DOCUMENT EXCERPT:
He concludes “I don’t want to hurt you. I just want to feel what you felt … to feel a little less dead.” The zombies come out the clear winners of this skirmish, and Julie is left standing alone, her magazines drained and her throwing knives spent. R approaches her before most of the others have left their kills and speaks her name, having learned it from Perry’s brain. To her astonishment, he rubs blood and grime over her face, and tells her “Come … s-safe.” With few options, she follows him and realizes the other zombies assume she is a new “addition to the family.” He takes her home and promises, in what sentence fragments he can manage, to keep her safe. However, she initially refuses to interact with him other than by curling into a ball and crying. He comments “I can tell when a girl needs her space. There’s other ways to get to know someone. Like eating her dead boyfriend’s brains.” He has saved several pieces from the attack, and over the next few days, he learns more of Perry and Julie’s story, and becomes increasingly remorseful for killing Perry. During this same time frame, R(omeo) and Julie(t) begin to talk more and grow closer.

EXCERPTED RECORDS:

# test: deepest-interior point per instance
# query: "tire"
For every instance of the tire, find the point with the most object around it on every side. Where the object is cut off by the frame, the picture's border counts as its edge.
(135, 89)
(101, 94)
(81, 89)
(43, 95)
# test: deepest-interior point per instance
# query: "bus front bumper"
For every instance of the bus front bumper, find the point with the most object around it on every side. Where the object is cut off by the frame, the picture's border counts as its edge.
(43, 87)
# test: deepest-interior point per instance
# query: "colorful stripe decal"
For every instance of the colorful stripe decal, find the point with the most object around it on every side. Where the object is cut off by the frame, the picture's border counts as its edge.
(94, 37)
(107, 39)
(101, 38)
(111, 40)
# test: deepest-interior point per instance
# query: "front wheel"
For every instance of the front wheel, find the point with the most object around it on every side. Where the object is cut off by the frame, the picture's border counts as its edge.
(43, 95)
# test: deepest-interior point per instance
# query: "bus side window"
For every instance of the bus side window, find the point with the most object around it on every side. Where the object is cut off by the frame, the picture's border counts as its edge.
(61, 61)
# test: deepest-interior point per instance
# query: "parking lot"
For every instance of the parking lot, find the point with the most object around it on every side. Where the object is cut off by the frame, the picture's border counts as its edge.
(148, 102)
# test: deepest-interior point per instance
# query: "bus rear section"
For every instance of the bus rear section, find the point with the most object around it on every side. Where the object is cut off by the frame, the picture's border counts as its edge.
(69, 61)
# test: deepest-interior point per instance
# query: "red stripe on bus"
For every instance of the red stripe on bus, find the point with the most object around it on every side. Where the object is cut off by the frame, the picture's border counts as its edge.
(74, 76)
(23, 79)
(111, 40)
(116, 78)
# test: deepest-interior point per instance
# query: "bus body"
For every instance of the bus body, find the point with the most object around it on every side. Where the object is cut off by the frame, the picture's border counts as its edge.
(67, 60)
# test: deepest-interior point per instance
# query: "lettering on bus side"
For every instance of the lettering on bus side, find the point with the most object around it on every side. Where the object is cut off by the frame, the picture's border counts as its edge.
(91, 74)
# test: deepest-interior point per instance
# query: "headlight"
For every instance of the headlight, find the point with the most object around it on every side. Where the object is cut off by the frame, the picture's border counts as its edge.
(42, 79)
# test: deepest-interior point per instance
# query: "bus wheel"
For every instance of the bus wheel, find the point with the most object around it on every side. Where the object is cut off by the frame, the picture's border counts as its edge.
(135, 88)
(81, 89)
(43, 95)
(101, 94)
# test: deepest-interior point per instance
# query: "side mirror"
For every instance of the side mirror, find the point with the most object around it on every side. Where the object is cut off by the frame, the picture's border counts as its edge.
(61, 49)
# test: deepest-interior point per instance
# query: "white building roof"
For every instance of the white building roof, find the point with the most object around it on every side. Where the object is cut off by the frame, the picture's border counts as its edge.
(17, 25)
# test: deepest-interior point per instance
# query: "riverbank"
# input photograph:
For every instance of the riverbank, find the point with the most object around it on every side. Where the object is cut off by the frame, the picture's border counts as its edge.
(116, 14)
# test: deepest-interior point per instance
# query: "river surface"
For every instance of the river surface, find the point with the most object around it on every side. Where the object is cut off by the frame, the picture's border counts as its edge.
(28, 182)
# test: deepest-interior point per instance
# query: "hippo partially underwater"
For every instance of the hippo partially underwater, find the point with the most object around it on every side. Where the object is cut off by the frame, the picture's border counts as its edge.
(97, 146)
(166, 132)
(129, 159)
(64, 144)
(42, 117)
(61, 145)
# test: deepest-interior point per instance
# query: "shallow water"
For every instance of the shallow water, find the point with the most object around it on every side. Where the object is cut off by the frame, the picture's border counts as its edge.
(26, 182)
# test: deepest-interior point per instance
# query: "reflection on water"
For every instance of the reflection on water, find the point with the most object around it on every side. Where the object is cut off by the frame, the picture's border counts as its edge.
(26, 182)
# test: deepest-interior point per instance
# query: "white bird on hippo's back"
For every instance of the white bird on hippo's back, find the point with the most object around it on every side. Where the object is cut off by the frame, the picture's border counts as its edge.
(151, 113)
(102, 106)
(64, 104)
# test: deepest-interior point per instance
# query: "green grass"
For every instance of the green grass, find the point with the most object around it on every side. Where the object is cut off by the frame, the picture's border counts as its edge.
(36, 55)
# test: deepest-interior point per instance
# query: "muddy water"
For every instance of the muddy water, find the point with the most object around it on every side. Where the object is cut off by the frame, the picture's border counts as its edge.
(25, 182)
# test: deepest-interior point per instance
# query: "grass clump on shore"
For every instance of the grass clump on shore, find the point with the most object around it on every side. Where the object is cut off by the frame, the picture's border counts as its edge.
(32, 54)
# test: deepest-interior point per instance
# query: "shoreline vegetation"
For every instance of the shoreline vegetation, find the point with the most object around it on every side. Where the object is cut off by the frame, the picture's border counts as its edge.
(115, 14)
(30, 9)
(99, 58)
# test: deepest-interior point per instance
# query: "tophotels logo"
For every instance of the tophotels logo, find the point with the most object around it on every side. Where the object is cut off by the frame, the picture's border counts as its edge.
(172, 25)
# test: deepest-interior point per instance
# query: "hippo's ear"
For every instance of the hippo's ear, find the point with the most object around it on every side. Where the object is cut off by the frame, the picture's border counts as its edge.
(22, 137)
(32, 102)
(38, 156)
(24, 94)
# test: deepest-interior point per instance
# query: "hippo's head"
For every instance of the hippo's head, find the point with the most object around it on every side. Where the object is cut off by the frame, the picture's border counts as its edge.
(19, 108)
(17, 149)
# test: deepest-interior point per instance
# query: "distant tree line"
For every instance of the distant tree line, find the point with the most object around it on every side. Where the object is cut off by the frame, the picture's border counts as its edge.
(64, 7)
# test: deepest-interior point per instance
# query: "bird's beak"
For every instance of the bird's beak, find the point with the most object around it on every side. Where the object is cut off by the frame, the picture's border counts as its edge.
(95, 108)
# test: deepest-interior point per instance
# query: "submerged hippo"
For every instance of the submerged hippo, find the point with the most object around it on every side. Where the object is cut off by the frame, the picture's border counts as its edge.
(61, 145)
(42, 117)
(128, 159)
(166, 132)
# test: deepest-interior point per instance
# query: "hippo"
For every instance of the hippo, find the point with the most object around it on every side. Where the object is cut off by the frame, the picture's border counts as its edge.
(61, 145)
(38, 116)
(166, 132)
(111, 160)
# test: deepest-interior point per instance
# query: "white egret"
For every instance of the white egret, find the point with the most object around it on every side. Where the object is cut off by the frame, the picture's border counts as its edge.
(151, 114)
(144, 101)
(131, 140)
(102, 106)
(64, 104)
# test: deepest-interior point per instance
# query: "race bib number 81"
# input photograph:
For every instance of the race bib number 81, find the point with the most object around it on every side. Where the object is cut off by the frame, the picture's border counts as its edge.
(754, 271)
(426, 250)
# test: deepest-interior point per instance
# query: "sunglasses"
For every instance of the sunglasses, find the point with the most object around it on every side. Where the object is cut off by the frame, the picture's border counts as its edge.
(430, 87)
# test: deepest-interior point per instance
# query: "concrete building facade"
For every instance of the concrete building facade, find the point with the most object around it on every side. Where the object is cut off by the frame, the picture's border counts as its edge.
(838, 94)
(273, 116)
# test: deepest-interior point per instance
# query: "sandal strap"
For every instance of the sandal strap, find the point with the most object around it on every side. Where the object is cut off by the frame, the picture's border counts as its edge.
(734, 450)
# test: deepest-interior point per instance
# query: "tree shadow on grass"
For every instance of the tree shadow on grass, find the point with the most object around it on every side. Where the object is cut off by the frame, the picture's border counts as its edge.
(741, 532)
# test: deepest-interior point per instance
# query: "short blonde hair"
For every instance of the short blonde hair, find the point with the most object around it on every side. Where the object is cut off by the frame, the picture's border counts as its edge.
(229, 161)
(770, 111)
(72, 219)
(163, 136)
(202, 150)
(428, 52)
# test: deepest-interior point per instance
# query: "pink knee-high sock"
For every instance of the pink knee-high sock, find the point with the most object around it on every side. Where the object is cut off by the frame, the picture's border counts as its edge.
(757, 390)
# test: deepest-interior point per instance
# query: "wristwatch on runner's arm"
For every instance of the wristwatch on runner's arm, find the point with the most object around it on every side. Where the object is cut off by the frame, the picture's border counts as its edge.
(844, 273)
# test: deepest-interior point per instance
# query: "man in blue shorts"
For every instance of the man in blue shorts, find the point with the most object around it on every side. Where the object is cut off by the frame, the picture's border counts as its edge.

WRITTEN INSTRUCTION 1:
Answer these from the zombie story excerpt, one answer per line:
(a) From whom did R learn Julie's name?
(b) What do the other zombies assume Julie is?
(c) What does R rub over Julie's face?
WRITTEN INSTRUCTION 2: List every character named in the zombie story excerpt.

FULL OUTPUT 1:
(a) From Perry's brain.
(b) A new "addition to the family."
(c) Blood and grime.

FULL OUTPUT 2: R, Julie, Perry